◆ Directions
Transcribe each of the rows below word for word, keeping every line and its punctuation unchanged.

* START Record excerpts *

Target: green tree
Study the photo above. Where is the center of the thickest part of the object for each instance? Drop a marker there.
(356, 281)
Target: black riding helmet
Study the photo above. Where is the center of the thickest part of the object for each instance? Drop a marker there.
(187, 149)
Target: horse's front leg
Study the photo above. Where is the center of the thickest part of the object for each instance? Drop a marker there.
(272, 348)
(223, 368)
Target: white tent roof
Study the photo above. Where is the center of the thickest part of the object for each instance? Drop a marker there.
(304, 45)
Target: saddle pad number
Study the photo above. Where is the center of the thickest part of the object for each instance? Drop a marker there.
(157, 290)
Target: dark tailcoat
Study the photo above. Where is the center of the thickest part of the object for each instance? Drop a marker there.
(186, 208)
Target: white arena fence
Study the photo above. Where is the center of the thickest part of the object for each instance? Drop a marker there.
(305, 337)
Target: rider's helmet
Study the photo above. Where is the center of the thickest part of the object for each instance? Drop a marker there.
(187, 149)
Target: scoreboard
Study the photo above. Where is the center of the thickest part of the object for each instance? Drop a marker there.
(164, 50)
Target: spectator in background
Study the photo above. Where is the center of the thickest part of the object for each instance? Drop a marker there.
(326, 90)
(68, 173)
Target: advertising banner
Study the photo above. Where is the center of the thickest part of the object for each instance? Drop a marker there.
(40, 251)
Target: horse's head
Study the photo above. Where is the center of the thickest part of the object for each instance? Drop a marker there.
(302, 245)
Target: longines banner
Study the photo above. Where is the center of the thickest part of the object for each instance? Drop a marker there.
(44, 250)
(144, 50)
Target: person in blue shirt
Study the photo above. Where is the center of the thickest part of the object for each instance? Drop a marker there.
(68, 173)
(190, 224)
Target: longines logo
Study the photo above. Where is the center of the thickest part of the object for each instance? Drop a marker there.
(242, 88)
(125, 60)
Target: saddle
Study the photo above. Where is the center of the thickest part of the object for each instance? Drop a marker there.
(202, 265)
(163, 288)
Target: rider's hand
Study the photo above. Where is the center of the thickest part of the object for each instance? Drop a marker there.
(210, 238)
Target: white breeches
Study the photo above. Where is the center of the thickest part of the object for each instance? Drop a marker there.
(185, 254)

* END Record excerpts *

◆ Solution for this task
Target: green tree
Study the photo above. Where is the center of the thickest part of the object for each instance? Drop a marker there.
(356, 281)
Target: black riding helmet
Study the photo above. Where is the center of the thickest part of the object for each instance? Drop a marker there.
(187, 149)
Target: horse's front leg
Study the photo above. Where is the center of the thickest part of the object for each instance? Drop a marker there.
(272, 348)
(223, 368)
Target: white tent roof
Study the photo above. Where is the center of the thickest part of the object for each instance? Drop a marker there.
(304, 45)
Target: saddle pad number
Study the photo above. Where is the center of the thickest part of the object for each instance? Drop a marker there.
(157, 290)
Target: dark tailcoat
Study the photo above. Where is the center of the thickest part of the object for each instance? Drop a marker there.
(186, 208)
Target: white arena fence
Study the photo above. Where is the center of the thickest part of the object for each instance? Drop a marker there.
(305, 337)
Target: rider's helmet
Study the photo above. Where is the center of the thickest part of the object for each instance? Drop a marker there.
(187, 149)
Target: scoreboard
Study the photo above. Where is the center of the thickest part of the object for each instance? Drop a marker there.
(164, 50)
Target: spectator in background
Study the photo above. Where is the center of the thickest part of the object for each instance? Drop a marker there.
(326, 90)
(68, 173)
Target: advertising banner
Study the photo above. Where is the center of the thickest part of the object for each instance? Drop a marker there.
(40, 251)
Target: horse's head
Study the photo above. Where is the center of the thickest part of the object for each instance? Drop a marker there.
(302, 245)
Target: longines banner
Study the photo above. Where is the center of the thickest part of the object for each instance? Drop a marker there.
(44, 250)
(144, 50)
Target: person in blue shirt
Study the photo above. Where is the center of the thickest part of the object for each instance? Drop a marker there.
(68, 173)
(190, 224)
Target: longines logo
Study the photo above. Where is the center of the thickest part of the object for each instance? Drop a marker there.
(242, 88)
(125, 60)
Target: saddle
Study the photo above. Where is the center of the thickest part of the object for each instance? Drop a marker there.
(202, 265)
(163, 288)
Target: rider's hand
Study the photo above. Where is the center of the thickest part of the object for each instance? Drop a marker there.
(210, 238)
Target: white breeches
Study the photo above. Where is the center of the thickest part of the object for each instance? Drop a marker there.
(185, 254)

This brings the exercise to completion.